Can you reproduce the items from the line containing "the palm tree." through the line containing "x=342 y=196", inclusive, with requests included, shifting every x and y coordinate in the answers by -36?

═════ Record list ═════

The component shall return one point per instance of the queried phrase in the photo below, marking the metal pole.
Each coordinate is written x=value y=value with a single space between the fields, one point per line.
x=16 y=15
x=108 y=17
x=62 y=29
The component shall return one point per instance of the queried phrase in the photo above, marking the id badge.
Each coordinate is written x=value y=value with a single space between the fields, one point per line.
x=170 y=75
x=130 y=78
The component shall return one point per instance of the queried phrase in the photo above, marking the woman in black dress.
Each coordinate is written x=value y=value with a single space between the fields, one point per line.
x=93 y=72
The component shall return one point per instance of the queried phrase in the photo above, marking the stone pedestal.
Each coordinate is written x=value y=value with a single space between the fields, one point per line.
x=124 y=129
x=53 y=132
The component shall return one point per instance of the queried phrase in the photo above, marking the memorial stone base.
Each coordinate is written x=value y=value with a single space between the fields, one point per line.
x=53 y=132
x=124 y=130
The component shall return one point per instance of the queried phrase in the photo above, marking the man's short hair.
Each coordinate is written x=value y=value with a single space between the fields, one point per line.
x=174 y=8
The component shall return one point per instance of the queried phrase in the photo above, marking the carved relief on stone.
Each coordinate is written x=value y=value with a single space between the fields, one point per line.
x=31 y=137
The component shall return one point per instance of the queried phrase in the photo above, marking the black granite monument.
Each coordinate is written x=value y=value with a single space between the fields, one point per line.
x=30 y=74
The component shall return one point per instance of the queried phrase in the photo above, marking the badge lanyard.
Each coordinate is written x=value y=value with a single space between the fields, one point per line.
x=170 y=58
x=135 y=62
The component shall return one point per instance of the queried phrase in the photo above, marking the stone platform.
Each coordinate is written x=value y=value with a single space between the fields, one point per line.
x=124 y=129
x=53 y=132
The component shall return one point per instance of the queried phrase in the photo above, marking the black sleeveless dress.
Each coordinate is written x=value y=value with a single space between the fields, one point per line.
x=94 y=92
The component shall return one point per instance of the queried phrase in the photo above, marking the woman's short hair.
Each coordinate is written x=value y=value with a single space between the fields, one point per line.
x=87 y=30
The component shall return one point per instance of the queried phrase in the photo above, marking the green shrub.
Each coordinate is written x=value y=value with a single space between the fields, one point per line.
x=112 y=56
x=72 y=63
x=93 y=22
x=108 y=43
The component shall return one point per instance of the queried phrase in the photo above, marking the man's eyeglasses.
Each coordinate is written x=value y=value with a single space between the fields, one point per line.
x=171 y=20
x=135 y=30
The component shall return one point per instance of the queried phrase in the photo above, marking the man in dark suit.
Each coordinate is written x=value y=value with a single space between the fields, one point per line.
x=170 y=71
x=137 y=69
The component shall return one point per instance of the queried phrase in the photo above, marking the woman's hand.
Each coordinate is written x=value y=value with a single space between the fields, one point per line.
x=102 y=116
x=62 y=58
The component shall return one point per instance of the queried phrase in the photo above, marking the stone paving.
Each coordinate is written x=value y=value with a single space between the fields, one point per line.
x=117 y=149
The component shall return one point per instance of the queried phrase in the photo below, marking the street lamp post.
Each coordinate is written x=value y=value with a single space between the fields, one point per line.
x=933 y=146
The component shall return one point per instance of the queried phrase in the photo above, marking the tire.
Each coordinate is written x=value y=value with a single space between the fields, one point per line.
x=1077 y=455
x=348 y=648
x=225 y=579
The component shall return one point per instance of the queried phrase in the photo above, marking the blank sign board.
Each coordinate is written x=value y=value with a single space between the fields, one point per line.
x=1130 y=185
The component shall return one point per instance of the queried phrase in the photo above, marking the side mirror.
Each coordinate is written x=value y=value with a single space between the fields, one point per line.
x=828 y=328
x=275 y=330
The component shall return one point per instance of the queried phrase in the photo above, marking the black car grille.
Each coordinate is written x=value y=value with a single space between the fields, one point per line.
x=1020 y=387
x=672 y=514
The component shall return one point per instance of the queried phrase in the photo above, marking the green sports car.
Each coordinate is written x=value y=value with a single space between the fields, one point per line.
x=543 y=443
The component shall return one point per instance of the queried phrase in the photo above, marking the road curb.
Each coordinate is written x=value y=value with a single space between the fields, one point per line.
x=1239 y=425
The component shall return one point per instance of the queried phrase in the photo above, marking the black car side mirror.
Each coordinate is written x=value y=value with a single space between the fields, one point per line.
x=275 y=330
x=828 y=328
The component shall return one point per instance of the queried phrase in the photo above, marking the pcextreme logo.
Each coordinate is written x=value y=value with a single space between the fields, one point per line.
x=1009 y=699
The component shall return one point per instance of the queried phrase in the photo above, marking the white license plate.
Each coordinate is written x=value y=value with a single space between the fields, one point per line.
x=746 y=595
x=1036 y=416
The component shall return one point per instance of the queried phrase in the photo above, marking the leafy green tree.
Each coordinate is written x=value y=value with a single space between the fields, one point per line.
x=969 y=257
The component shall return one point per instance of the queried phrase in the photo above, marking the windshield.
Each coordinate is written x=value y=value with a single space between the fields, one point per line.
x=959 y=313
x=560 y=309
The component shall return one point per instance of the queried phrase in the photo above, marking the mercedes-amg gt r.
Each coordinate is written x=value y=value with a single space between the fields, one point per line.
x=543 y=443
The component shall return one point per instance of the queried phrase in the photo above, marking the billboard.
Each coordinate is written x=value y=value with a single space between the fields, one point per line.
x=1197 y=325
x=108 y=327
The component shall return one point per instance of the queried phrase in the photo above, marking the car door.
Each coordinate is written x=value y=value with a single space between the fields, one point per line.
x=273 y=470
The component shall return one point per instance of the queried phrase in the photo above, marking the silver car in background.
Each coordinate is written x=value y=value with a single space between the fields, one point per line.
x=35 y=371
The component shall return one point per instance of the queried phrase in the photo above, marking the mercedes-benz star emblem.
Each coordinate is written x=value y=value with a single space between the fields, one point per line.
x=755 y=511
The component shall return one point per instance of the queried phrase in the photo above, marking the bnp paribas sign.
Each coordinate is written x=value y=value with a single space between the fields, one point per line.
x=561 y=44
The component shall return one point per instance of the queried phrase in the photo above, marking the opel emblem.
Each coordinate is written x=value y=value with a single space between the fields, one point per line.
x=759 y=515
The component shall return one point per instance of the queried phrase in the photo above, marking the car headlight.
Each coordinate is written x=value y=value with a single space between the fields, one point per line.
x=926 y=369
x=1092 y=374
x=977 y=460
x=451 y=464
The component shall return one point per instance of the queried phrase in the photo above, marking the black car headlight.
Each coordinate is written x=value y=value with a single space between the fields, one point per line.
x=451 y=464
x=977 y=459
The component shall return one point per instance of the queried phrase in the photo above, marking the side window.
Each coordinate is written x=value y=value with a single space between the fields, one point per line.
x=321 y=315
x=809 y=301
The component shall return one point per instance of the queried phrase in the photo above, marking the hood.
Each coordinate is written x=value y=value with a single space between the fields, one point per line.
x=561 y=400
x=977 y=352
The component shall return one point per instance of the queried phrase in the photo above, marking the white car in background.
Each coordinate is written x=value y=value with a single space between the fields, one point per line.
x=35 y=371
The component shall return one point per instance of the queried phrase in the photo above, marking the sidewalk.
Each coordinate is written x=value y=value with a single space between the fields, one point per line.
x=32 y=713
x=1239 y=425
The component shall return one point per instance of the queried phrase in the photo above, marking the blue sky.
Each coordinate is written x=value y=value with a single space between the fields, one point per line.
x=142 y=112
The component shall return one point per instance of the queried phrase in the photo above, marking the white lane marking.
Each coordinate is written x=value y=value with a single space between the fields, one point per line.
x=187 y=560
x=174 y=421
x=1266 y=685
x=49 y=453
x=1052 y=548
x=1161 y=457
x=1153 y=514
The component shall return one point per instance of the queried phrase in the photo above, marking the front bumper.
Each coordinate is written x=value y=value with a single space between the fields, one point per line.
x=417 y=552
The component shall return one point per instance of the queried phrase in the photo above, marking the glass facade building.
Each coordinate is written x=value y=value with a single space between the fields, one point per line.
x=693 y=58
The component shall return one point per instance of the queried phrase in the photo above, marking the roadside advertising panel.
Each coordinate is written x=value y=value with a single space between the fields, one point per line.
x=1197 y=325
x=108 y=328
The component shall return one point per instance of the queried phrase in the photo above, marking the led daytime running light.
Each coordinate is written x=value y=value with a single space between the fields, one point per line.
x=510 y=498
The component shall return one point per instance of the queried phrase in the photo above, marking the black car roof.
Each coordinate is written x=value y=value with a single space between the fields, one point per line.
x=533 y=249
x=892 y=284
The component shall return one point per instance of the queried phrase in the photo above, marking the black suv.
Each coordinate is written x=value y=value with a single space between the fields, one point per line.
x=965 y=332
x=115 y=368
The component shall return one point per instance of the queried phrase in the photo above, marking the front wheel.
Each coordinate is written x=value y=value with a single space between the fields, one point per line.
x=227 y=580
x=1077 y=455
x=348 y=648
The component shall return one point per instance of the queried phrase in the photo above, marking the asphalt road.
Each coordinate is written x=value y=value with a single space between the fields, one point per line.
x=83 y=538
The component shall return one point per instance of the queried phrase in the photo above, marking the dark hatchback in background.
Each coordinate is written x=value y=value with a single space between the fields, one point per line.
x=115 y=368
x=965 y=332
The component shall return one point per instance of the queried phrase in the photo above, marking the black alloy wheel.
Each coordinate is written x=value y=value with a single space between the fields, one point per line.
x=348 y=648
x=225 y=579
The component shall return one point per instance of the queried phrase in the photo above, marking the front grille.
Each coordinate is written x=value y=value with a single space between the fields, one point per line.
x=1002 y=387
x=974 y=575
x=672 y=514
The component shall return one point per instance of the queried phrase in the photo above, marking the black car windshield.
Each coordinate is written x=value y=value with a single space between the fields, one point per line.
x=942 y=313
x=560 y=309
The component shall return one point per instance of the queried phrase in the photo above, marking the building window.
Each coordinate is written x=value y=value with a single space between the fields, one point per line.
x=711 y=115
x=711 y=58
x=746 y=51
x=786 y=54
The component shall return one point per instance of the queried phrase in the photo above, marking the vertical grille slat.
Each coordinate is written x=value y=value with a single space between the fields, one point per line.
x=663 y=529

═════
═════ Record list ═════

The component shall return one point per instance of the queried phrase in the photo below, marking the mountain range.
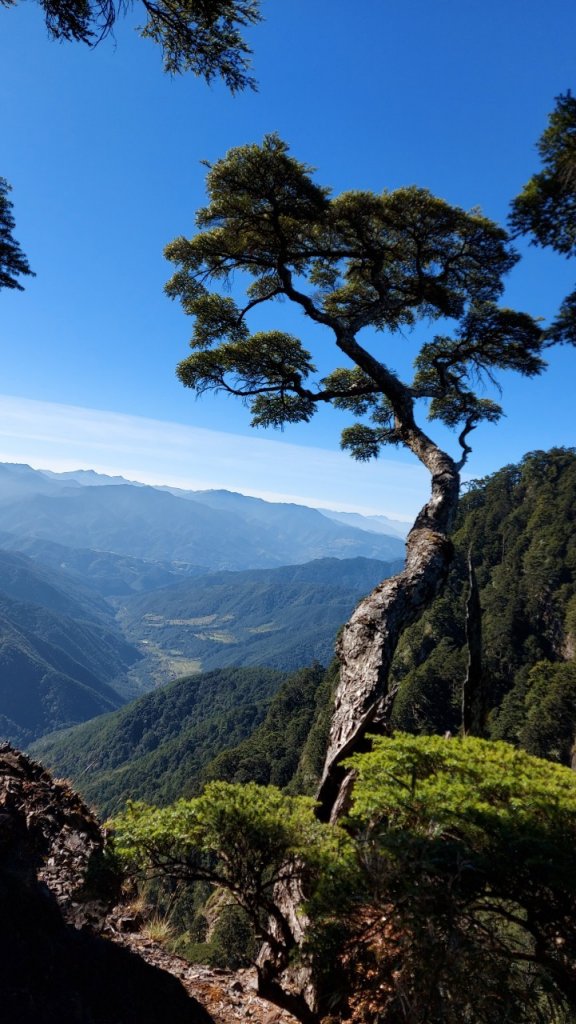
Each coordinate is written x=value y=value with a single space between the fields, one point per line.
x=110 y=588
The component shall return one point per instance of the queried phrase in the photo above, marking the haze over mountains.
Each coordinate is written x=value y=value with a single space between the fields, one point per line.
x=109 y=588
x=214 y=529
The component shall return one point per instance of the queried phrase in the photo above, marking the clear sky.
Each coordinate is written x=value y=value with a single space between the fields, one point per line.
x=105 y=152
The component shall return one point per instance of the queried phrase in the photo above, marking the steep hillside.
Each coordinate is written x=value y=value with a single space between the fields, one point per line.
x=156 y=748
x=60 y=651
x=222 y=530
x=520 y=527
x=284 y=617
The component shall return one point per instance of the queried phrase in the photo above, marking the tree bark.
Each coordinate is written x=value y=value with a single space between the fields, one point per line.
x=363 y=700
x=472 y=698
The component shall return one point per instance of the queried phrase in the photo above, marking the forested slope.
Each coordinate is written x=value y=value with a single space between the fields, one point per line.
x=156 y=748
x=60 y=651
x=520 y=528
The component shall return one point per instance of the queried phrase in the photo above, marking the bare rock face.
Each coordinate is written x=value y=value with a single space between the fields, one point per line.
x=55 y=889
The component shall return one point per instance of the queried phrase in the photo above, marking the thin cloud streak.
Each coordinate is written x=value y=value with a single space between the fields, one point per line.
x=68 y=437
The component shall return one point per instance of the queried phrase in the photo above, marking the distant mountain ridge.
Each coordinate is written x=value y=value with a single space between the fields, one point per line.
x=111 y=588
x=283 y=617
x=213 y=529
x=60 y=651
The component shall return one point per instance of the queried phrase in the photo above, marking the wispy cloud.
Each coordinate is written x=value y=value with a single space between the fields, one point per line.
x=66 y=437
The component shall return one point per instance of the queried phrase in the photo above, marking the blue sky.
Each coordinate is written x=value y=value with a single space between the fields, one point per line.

═════
═════ Record list ═════

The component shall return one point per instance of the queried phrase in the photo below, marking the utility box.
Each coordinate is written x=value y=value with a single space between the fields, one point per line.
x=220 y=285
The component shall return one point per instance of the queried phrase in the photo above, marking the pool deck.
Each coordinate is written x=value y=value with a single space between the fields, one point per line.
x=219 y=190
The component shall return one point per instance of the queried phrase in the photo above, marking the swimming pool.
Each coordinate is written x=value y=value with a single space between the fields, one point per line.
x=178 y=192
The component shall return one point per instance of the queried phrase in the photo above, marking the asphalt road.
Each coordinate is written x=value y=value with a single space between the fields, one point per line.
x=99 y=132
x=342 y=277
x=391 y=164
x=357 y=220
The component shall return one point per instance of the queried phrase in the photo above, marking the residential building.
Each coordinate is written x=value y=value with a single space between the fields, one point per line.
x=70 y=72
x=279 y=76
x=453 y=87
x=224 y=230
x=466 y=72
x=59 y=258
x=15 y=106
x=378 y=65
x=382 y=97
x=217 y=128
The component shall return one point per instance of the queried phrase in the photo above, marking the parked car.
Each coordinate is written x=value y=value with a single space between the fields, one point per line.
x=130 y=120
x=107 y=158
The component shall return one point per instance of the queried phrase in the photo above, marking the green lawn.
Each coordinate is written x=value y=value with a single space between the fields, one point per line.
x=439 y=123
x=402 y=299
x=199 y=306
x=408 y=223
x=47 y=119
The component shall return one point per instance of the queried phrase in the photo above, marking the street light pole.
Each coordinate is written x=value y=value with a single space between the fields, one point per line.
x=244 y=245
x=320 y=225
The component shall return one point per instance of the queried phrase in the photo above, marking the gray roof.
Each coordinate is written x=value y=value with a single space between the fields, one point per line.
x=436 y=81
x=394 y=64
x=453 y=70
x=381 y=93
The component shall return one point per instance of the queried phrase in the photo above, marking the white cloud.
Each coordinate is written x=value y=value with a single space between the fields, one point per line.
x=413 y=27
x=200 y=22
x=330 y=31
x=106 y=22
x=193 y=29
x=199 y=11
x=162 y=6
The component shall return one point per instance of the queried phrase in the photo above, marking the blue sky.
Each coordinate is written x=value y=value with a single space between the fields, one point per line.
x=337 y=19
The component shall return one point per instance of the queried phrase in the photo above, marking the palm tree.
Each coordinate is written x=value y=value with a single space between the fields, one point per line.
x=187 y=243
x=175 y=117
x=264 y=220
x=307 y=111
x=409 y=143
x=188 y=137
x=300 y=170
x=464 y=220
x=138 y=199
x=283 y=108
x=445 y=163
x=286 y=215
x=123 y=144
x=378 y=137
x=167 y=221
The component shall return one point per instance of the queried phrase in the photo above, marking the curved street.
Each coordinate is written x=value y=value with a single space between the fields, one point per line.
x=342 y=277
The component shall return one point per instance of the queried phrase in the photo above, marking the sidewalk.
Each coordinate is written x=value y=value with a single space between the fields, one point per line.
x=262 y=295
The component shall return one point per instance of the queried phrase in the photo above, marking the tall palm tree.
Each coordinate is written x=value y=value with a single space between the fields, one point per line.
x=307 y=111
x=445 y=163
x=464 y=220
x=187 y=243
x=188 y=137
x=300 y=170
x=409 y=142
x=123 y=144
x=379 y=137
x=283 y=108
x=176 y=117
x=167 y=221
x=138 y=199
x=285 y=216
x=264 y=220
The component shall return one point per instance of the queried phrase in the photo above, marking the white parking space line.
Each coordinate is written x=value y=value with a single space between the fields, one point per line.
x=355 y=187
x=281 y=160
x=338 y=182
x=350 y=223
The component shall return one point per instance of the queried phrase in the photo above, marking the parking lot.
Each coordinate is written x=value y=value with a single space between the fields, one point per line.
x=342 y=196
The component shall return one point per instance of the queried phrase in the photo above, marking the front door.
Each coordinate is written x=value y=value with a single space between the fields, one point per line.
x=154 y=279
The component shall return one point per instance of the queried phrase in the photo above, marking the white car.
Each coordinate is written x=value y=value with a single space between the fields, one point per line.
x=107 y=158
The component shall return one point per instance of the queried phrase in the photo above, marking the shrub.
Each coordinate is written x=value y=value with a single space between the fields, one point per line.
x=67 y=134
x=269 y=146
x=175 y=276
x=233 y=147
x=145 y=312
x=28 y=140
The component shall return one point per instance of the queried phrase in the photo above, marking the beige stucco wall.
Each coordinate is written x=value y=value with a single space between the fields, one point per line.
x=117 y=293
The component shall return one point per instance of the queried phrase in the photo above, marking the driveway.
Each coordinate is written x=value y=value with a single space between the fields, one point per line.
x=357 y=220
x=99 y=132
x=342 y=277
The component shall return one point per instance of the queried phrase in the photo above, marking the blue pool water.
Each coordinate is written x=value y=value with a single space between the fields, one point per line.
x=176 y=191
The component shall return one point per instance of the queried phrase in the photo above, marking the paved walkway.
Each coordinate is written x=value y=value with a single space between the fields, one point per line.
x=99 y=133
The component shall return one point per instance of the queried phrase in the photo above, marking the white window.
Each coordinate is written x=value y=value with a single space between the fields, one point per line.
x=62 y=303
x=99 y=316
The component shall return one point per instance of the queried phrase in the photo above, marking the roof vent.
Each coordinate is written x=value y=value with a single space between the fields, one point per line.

═════

◆ Answer to this exercise
The component shall return one point per instance of the queried phrase in the photo above, marking the palm tree.
Each coordinate is written x=value y=value with a single space between the fields, one point per line.
x=151 y=207
x=139 y=81
x=228 y=184
x=271 y=75
x=373 y=107
x=152 y=101
x=264 y=134
x=428 y=184
x=102 y=163
x=247 y=72
x=409 y=127
x=250 y=179
x=87 y=108
x=342 y=101
x=131 y=185
The component shall return one point per instance of the queried phrase in the photo above, marking the curved street.
Each coordinate is written x=value y=value with a single space between the fields, one point per line.
x=306 y=241
The component shall return one point per instance of the queried phrase in the photo above, marking the sidewalk.
Each coordinate is written x=value y=value with a single space between the fields, one point per line.
x=226 y=259
The component shall return one point per instance of the queried phrase in the photo above, marking the tall palm tree.
Each coordinate is written x=value y=value with a single space between the fields, one point per line.
x=271 y=75
x=409 y=127
x=428 y=184
x=151 y=207
x=152 y=101
x=264 y=134
x=373 y=106
x=87 y=108
x=343 y=101
x=247 y=72
x=140 y=81
x=131 y=185
x=102 y=163
x=249 y=180
x=228 y=184
The component shall return one point per instance of the queried phrase in the photo above, marking the white parking space line.
Each coordinate is written x=value y=value with a single space between the fields, one point per line.
x=319 y=151
x=245 y=124
x=302 y=146
x=314 y=187
The component shall return one point per instance of the queried phrase in the photo above, marking the parking lot.
Each coordinate is written x=value y=value with a single space between the fields, one point per line.
x=306 y=160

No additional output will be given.